BRIEF. Continue the article on end-of-life care quality during the pandemic from the point where it stops.

═════ DOCUMENT TEXT ═════

Hospice, hands, senior

Despite stress on United States healthcare systems during the early pandemic, overall end-of-life care quality remained comparable to prepandemic care for patients with and without dementia, a new study of Medicare data has found. But the findings highlight disparities in spiritual care, investigators said.

The study included 1,050 proxies for deceased participants in the National Health and Aging Trends Study. Participants had died between 2019 and 2021. End-of-life care quality was assessed using interviews with the bereaved caregivers, including their ratings of 13 care quality measures from the following categories: pain and symptom management, communication and decision-making, emotional support and overall quality.

Overall ratings of care deemed “not excellent” were more common among people who died during the pandemic than among those who died before the pandemic began. And people with dementia appeared to be more likely to have unmet spiritual needs at the end of life. 

Otherwise, dementia and the pandemic were not found to have a significant impact on the study indicators and caregivers’ overall rating of care quality, the researchers found.

═════ GIVEN RECORDS ═════

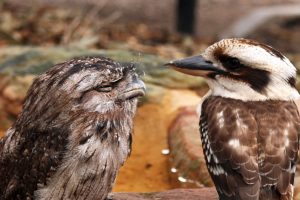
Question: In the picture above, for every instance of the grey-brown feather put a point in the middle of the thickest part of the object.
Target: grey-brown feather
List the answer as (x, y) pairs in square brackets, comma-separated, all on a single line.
[(70, 140), (250, 147)]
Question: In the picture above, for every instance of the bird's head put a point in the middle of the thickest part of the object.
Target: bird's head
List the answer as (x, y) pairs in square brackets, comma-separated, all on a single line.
[(243, 69), (91, 86)]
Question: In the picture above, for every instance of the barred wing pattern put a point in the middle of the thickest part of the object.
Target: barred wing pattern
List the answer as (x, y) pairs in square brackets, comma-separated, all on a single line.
[(250, 147)]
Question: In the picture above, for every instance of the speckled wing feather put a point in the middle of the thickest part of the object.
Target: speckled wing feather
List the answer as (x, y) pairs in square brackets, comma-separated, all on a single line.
[(27, 160), (250, 147)]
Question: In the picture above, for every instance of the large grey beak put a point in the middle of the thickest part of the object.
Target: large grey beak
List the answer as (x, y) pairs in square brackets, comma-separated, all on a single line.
[(195, 65), (134, 89)]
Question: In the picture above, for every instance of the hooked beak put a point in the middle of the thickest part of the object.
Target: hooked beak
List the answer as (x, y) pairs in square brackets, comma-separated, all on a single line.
[(134, 89), (195, 65)]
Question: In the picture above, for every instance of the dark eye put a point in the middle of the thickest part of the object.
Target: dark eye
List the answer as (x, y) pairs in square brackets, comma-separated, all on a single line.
[(104, 88), (231, 63)]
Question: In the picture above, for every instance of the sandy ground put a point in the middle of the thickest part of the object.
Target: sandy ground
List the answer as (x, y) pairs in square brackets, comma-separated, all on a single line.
[(147, 168)]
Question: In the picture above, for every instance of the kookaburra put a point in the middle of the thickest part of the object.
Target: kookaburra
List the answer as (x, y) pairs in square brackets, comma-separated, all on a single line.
[(73, 134), (249, 121)]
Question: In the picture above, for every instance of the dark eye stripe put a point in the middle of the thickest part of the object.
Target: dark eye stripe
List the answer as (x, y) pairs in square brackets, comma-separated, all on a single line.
[(230, 63)]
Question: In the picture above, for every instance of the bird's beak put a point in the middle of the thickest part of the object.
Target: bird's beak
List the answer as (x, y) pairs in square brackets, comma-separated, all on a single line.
[(195, 65), (134, 89)]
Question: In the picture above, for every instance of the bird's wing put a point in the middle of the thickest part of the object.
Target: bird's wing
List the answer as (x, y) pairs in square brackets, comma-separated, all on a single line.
[(229, 143), (27, 159), (279, 142), (244, 151)]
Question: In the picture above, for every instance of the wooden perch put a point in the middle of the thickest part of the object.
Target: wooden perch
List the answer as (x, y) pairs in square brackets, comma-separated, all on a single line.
[(176, 194)]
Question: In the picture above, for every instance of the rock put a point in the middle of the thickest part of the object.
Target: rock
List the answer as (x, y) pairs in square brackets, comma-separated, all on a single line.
[(178, 194), (186, 155), (147, 168)]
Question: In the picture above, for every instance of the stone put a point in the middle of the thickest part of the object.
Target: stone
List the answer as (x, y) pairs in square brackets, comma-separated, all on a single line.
[(186, 156), (177, 194)]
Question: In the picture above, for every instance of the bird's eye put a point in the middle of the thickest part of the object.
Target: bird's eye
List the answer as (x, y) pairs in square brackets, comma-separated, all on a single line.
[(104, 88), (231, 63)]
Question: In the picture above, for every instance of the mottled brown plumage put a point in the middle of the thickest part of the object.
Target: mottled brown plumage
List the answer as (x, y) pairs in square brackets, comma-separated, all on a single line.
[(73, 134), (262, 156), (249, 122)]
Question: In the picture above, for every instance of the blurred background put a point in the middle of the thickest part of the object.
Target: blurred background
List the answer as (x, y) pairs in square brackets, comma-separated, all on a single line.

═════

ANSWER TO THE PROBLEM.
Hospice care helped

“Most end-of-life care indicators preserved the level of quality, regardless of dementia and the COVID-19 pandemic,” the authors wrote. This result may be attributed in part to a relatively higher use of hospice by people with dementia in the study, they theorized. 

However, “disparities in spiritual care may exist across people with and without dementia,” they added. Spiritual care tends to receive less attention than advance care planning and psychological aspects of care, the researchers noted.

“Our results support the existing need for spiritual care for people with dementia regardless of a healthcare crisis and restrictions,” they concluded.

Full findings were published in JAMDA.